▶ [WHAT THE EXERCISE ASKS]
Reproduce each of the following items line for line, with no changes.

▶ [ITEMS]
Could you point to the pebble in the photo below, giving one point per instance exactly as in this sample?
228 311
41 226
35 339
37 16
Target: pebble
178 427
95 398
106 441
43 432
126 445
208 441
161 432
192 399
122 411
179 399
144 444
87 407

▶ [RESULT OF THIS EXERCISE]
Could you point to the pebble in the photo below, giving one point per instance exactly as in this sample?
228 311
41 226
35 339
37 16
Target: pebble
178 427
95 398
106 441
43 432
126 445
208 441
161 432
192 399
122 411
179 399
144 444
87 407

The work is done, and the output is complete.